PASSAGE FOR REVIEW:
The clause in your job contract that costs you $500 a year – and Australia $7 billion
Australians handcuffed to their employers by contracts that stop them finding a better job are losing $500 a year, new research shows amid fears that childcare, GP clinics, aged care homes and dentist practices will be the next competition battlegrounds.
In a sign overall economic activity is being reduced, with the cost delivered to consumers through higher prices, Competition Minister Andrew Leigh on Monday will reveal that every Australian household is up to $7500 a year worse off due to a drop in real competition across the country since the turn of the century.
Competition issues around the world have grown in importance due to the rise of digital companies such as Apple, Meta and Google over the past decade and the demise of small to medium-sized businesses in everything from mining to the retail sector.
Increased protectionist policies, including the plans for incoming US president Donald Trump to impose tariffs of between 10 and 20 per cent on the goods of all countries exporting to America, have also added to fears the world economy will endure softer growth over coming years.
One area of concern is employers’ use of non-compete clauses or other restrictions on staff. Almost half of all Australian workers now have so-called restraint clauses as part of their employment agreements.
Non-compete clauses are just one of a range of growing restrictions being imposed on staff by their employers. They include contract clauses that prevent employers taking existing clients with them to a new business, stop working in the same industry for extended periods, and non-disclosure requirements.
Leigh will tell the Competition Policy for the Modern Economy Conference that non-compete clauses, which can prevent employees working for a competitor, mean affected staff earn 4 per cent less on average than someone not hindered by such restrictions.
“Extrapolating across the workforce, and accounting for the fact that one in five workers are subject to a non-compete clause, this implies that non‑competes are driving down average wages by more than $500 every year – equivalent to $7 billion annually,” he will say.
The government has set up a competition taskforce which is examining almost all aspects of the economy. Some of its work has already gone into a shake-up of merger law, which the government is seeking to push through the parliament, and tighter rules around the supermarket sector.
Leigh will reveal that the taskforce, with the Australian Competition and Consumer Commission (ACCC), is already looking at “competition hotspots” where further mergers posed the greatest risk to competition. The government’s new merger laws would enable the treasurer to designate an industry for greater scrutiny by the ACCC.
He will say that it is already evident that there are four parts of the economy in the health and caring sector where anti-competitive pressures are growing. They are childcare, aged care, medical GPs and dentists.

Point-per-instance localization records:
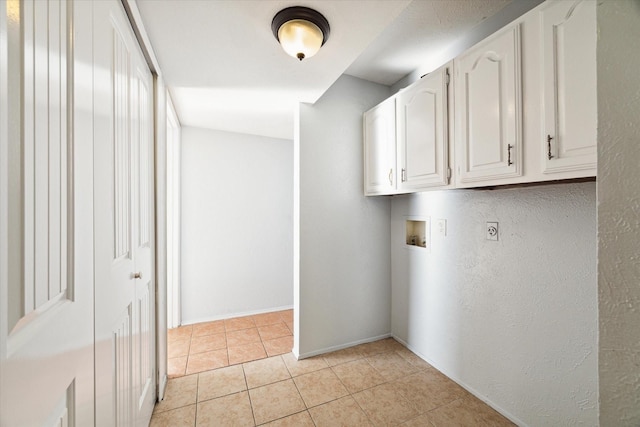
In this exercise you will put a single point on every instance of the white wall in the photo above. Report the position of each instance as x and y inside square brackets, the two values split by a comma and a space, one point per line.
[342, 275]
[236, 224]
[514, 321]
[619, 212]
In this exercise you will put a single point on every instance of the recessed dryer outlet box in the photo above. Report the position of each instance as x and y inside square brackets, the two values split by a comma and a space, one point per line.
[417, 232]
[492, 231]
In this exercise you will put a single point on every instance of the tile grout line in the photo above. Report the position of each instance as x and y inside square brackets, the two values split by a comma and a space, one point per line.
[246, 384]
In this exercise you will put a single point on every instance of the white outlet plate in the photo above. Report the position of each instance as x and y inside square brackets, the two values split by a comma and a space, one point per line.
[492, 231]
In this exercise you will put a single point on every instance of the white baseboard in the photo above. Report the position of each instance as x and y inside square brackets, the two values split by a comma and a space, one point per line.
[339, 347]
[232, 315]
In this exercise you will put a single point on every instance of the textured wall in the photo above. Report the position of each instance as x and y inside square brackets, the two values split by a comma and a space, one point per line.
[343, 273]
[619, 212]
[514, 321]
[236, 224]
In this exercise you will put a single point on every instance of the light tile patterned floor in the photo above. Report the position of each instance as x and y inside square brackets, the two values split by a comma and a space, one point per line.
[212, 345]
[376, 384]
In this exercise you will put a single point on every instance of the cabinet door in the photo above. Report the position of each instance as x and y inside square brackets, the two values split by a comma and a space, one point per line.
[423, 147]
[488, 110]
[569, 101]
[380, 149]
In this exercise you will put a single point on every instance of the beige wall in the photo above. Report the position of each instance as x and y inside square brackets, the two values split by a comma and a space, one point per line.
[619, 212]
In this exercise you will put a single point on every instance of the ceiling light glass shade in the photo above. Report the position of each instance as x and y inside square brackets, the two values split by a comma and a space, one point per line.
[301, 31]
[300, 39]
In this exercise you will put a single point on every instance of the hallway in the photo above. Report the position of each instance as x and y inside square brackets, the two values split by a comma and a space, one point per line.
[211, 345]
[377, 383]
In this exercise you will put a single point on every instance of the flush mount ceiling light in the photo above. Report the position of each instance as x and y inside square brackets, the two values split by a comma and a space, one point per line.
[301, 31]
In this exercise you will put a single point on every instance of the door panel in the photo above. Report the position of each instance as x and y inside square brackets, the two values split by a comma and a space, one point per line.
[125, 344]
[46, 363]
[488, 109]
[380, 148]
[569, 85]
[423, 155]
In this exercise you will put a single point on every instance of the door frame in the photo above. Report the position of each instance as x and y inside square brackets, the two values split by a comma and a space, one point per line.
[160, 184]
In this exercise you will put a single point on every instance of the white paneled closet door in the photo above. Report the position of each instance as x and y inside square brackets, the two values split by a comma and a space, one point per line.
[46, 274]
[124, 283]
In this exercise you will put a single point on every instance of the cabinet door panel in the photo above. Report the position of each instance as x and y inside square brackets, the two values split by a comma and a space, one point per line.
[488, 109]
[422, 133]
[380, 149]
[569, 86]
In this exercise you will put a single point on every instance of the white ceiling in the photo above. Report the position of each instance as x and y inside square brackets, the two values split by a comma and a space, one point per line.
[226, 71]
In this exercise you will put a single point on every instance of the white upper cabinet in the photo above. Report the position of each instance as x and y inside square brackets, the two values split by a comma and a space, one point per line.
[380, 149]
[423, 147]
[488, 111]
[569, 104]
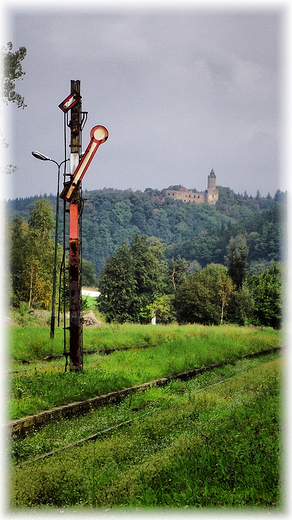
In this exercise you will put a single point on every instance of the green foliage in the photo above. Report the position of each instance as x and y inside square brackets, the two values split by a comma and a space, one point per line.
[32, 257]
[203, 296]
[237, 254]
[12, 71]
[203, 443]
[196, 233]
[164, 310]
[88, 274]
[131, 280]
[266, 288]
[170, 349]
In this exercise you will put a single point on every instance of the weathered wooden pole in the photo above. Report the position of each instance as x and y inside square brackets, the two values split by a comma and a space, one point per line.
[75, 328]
---
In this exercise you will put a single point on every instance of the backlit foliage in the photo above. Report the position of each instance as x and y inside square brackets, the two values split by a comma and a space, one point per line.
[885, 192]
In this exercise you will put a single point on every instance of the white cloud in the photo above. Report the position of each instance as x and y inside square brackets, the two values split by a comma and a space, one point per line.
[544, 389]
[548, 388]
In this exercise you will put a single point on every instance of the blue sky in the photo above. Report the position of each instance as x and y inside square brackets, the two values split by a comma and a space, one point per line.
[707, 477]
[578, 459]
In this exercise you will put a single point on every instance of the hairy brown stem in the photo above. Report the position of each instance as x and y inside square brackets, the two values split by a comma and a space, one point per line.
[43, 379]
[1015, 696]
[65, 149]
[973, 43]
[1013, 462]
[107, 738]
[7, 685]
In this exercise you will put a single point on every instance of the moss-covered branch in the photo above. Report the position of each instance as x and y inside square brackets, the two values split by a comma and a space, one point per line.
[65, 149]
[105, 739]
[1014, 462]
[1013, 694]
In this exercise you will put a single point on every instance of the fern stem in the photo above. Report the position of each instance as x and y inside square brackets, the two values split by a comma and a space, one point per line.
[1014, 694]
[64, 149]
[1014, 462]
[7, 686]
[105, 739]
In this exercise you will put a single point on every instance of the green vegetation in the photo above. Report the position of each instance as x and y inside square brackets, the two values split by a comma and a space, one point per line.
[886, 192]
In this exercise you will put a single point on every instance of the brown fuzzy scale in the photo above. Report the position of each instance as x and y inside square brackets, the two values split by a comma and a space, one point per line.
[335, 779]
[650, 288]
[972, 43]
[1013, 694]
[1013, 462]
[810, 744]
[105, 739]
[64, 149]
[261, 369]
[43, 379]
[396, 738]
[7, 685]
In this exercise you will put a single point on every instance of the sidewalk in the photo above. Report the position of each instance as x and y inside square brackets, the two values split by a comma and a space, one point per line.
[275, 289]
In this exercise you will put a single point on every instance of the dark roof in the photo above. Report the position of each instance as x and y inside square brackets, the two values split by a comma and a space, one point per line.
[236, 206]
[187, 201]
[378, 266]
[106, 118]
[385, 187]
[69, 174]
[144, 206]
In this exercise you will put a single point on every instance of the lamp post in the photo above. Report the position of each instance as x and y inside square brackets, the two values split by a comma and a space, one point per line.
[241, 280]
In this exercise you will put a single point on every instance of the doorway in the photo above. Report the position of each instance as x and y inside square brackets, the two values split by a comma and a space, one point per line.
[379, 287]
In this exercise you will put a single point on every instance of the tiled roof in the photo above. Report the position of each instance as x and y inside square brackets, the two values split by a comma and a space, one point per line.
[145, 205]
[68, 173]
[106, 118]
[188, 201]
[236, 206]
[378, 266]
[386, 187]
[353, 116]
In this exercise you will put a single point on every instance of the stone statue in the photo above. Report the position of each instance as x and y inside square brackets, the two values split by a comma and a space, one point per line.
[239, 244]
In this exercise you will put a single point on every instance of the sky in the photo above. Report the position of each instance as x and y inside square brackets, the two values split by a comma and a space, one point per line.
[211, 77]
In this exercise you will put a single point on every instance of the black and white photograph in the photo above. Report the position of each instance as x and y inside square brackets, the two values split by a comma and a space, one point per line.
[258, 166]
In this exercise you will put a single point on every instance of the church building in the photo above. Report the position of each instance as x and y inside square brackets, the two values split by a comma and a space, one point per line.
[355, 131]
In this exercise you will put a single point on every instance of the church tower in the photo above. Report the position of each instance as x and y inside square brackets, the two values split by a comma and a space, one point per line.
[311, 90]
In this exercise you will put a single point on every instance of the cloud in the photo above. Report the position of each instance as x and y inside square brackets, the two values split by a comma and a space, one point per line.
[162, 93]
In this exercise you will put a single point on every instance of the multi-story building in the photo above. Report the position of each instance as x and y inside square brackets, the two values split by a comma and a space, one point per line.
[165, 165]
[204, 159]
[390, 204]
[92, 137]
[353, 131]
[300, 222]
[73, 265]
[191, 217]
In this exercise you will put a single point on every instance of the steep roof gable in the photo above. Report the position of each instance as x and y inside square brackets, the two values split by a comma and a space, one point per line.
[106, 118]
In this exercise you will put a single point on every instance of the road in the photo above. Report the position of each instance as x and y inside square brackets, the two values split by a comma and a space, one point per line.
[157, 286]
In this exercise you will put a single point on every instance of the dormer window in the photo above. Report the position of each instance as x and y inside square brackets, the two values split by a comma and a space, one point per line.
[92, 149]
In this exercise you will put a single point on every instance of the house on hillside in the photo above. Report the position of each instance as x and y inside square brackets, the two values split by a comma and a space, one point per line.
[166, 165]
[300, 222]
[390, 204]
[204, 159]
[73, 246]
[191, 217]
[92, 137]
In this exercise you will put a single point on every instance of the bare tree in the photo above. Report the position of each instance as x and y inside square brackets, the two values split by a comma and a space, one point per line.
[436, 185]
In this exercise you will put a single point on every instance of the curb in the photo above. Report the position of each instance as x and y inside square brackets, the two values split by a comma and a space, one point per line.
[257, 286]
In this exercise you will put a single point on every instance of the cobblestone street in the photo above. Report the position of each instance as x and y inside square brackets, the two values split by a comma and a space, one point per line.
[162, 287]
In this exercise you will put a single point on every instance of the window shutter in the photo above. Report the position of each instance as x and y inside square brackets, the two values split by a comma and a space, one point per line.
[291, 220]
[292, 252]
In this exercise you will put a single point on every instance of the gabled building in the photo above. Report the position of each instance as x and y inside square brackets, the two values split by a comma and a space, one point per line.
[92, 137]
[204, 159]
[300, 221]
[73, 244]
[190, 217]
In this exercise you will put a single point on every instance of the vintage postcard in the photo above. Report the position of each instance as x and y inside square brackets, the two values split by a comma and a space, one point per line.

TASK LIST:
(1) Answer these from the article on non-compete clauses:
(a) What share of Australian workers now have restraint clauses in their employment agreements?
(b) On average, how much less do staff affected by non-compete clauses earn?
(c) Which four parts of the health and caring sector are named as having growing anti-competitive pressures?
(2) Quote the part of the article on non-compete clauses that opens with the words containing "The clause in" and closes with "of the century.".
These records were drawn from a separate source.

TASK SOLUTIONS:
(1)
(a) Almost half.
(b) 4 per cent less.
(c) Childcare, aged care, medical GPs and dentists.

(2)
The clause in your job contract that costs you $500 a year – and Australia $7 billion
Australians handcuffed to their employers by contracts that stop them finding a better job are losing $500 a year, new research shows amid fears that childcare, GP clinics, aged care homes and dentist practices will be the next competition battlegrounds.
In a sign overall economic activity is being reduced, with the cost delivered to consumers through higher prices, Competition Minister Andrew Leigh on Monday will reveal that every Australian household is up to $7500 a year worse off due to a drop in real competition across the country since the turn of the century.